[Exercise instructions] Output verbatim the stretch of lines below from the one containing "Scan for blurred car." through the one containing "[381, 151, 515, 276]", inclusive of both, and nothing else.

[Source records]
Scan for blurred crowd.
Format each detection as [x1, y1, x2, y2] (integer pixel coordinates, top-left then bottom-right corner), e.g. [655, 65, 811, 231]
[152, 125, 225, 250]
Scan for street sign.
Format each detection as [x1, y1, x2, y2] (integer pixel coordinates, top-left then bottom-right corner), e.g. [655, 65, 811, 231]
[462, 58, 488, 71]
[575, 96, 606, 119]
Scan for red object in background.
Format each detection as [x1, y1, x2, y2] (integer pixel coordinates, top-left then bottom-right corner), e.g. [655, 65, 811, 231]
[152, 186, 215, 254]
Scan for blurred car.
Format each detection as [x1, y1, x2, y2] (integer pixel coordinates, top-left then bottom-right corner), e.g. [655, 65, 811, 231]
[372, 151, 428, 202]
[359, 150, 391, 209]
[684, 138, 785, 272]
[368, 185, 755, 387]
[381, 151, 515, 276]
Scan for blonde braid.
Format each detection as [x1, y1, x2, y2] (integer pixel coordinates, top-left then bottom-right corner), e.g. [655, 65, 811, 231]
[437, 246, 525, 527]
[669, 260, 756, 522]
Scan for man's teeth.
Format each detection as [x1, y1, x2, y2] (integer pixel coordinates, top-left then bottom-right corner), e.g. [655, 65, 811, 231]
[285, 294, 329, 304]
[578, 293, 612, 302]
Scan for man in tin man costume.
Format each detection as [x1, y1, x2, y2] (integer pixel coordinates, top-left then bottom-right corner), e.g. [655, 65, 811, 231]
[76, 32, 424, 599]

[Answer to this problem]
Scan for blurred car.
Format each detection as [x1, y1, x2, y2] (integer pixel coordinates, top-left then bottom-right corner), e.g. [655, 65, 811, 231]
[372, 151, 428, 202]
[359, 150, 391, 209]
[684, 138, 785, 272]
[368, 185, 755, 387]
[381, 151, 515, 276]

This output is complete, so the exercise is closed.